═══ Selection ═══

Despite these indeed powerful developments, the vast majority of the Iran watchers’ scene had remained oblivious to ever-increasing depth of popular disillusionment—in fact, rage—with the entirety of the Islamic Republic that broke loose with the Dey uprisings. Instead, many of them were even suggesting that the upheavals marked mere wake-up calls for the state élite because of its poor economic performance or, in the 2022 case, showcasing society’s desire to get rid of the hijab laws only.

Policy Impacts of the Seasonal Lens toward Iran

In the Iranian case, a similar “Arab Spring”-turning-into-“Arab Winter” fallacy has occurred. Fall 2022 had seen the most significant protest movement against the Islamic Republic, leading to sustained nationwide street demonstrations. However, ruthless repression put an end to street protests by the turn of year 2022-23, with officials proclaiming in early January that the “riots” were successfully crushed. Intriguingly, Western policymakers adopted the same lens, believing that the regime was correct in its assessment that it had prevailed over the protest movement. Hence, in a sense, both the West and the regime shared the belief that what had occurred in Iran was merely a season of revolt. As a result, the US—despite public pronouncements to the contrary—had re-engaged in talks with Tehran precisely at this juncture of the turn of year, thus reaffirming its desire to pursue business-as-usual with a regime that had lost all of its legitimacy in the eyes of the vast majority of Iranians. For it had become increasingly clear that in the case of Iran regime and society’s interests not only starkly differed but were even antithetical to one another. These negotiations resulted in US–Iranian “understanding,” crucially involving the release of billions of dollars of Iranian frozen assets abroad ($3 billion already released from Iraq and another six to seven billion dollars planned for release from South Korea, both due to US green lights), thereby also encouraging the continuation of Tehran’s hostage and blackmail policy.

═══

## Task requirements:
a – Please write out the passage on Iran's protests, starting with "Despite these indeed" and going on through "hijab laws only.".
b – Translate this sentence from the passage on Iran's protests into Spanish: "Fall 2022 had seen the most significant protest movement against the Islamic Republic, leading to sustained nationwide street demonstrations."

═══ Dataset extract ═══

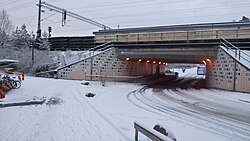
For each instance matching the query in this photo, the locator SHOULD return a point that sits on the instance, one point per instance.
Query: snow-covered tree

═══

## Answer set:
a –
Despite these indeed powerful developments, the vast majority of the Iran watchers’ scene had remained oblivious to ever-increasing depth of popular disillusionment—in fact, rage—with the entirety of the Islamic Republic that broke loose with the Dey uprisings. Instead, many of them were even suggesting that the upheavals marked mere wake-up calls for the state élite because of its poor economic performance or, in the 2022 case, showcasing society’s desire to get rid of the hijab laws only.

b – El otoño de 2022 había visto el movimiento de protesta más significativo contra la República Islámica, que dio lugar a manifestaciones callejeras sostenidas en todo el país.